Text excerpt Block Start

Zing Forum

Reading

Milo-Bench: A Frozen, Deterministic Longitudinal Evaluation Framework for LLMs

Introducing Milo-Bench—a benchmark suite for fair longitudinal comparison of large language models (LLMs) via frozen test cases, deterministic scoring, and SQLite persistent storage.

LLM评测基准测试确定性评分纵向对比工具调用多步推理SQLite开源工具
Published 2026-04-13 04:42Recent activity 2026-04-13 04:49Estimated read 7 min
Milo-Bench: A Frozen, Deterministic Longitudinal Evaluation Framework for LLMs
1

Section 01

[Introduction] Milo-Bench: A Frozen, Deterministic Longitudinal Evaluation Framework for Fair LLM Comparison

Milo-Bench is an evaluation suite for large language models (LLMs), designed to address issues in traditional evaluations such as unstable test sets, subjective scoring, and lack of historical tracking. Its core mechanisms include frozen test cases (never modified once locked), deterministic scoring (based on objective check items), and SQLite persistent storage (tracking historical results), enabling fair longitudinal comparisons between different models/versions and providing reproducible performance evaluation basis for developers and researchers.

Text excerpt Block End
Listed records Block Start

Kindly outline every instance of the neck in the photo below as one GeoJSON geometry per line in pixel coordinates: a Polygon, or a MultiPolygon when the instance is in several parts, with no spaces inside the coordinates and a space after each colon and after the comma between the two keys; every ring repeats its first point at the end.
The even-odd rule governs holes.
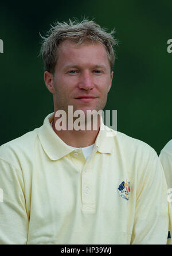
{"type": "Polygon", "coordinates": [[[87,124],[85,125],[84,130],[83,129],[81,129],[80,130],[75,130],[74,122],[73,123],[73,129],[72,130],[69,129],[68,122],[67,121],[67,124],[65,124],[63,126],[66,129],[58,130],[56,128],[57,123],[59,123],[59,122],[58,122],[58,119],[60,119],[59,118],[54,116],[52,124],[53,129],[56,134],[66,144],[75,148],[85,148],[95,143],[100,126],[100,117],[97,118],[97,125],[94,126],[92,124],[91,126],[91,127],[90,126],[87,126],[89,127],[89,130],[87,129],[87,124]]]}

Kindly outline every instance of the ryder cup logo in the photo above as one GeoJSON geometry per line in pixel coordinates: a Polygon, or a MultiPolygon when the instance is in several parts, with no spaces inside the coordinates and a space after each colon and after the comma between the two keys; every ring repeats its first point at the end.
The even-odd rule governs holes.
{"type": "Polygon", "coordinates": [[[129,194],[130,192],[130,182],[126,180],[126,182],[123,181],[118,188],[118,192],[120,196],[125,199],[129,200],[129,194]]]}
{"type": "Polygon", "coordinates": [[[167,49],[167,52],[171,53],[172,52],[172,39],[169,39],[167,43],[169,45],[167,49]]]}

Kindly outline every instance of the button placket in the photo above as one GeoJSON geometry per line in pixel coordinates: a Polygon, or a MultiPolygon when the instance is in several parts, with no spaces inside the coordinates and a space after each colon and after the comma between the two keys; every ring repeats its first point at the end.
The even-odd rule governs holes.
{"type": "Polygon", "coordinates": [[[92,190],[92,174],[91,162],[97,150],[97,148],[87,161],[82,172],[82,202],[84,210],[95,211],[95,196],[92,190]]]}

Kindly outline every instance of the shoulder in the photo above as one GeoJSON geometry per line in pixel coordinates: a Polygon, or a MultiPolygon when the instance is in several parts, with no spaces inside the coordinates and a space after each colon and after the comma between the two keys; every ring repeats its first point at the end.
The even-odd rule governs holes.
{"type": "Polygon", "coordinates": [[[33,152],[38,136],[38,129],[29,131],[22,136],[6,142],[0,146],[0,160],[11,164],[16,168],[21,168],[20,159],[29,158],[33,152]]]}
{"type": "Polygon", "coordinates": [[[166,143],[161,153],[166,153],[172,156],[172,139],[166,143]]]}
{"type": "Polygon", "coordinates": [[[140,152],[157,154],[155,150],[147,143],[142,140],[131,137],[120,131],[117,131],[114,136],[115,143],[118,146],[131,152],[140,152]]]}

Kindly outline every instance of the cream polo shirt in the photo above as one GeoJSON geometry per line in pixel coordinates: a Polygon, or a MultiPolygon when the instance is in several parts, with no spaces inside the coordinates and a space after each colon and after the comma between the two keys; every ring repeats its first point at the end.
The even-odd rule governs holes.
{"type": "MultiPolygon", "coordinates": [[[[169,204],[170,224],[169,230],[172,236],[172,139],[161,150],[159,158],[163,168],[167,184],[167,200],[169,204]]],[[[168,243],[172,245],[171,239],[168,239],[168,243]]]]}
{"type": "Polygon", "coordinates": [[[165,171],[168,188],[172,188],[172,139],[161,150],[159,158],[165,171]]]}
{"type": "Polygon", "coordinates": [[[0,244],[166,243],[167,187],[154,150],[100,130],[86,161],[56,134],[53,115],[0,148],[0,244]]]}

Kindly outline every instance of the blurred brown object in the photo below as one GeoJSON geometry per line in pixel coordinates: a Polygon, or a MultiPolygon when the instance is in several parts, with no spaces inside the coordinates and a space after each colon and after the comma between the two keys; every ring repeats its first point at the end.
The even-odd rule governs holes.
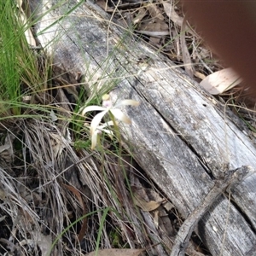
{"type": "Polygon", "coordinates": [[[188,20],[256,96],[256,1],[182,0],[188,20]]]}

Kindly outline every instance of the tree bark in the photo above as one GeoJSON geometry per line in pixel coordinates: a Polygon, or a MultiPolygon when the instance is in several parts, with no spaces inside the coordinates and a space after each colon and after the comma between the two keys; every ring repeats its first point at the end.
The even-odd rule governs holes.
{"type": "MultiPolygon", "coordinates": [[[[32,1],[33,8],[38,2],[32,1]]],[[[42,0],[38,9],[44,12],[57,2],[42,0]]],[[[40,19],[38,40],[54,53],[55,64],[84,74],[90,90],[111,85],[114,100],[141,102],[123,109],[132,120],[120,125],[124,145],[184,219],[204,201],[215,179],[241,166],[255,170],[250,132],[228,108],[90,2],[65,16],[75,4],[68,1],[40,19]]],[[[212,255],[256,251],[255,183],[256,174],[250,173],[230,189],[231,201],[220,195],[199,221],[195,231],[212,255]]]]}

Listed records Block End
Listed records Block Start

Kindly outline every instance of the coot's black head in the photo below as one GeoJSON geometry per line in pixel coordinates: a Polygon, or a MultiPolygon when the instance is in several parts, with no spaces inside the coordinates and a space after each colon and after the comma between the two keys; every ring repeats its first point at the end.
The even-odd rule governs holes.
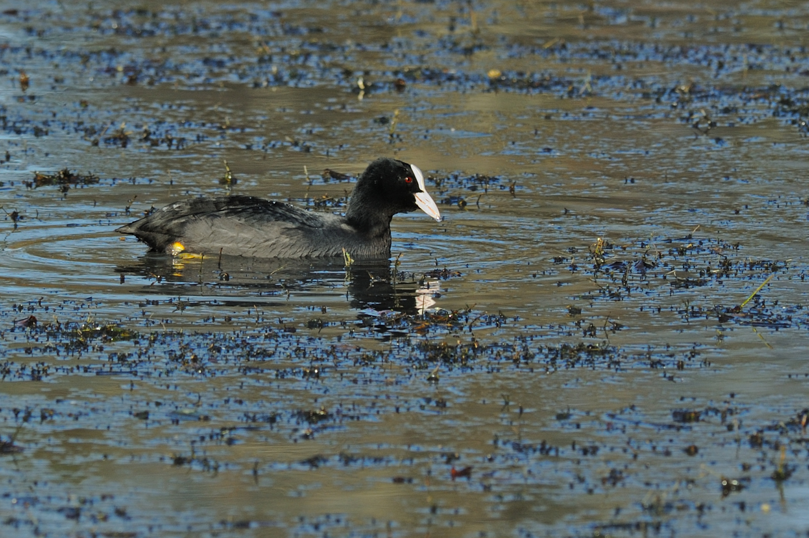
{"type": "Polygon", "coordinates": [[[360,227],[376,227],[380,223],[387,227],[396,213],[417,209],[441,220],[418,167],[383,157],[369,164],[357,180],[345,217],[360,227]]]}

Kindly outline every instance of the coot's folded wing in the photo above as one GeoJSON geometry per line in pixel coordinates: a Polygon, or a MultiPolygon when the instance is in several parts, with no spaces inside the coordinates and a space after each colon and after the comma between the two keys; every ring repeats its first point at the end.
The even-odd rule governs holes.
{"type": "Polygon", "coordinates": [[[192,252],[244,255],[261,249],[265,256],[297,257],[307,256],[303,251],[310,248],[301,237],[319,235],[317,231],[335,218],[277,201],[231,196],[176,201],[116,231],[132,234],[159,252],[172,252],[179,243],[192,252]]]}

Listed records Block End

> **What the exercise asks**
In the Milo-Bench text, which issues in traditional LLM evaluations is the suite designed to address? List them all.

> **Answer below**
- Unstable test sets
- Subjective scoring
- Lack of historical tracking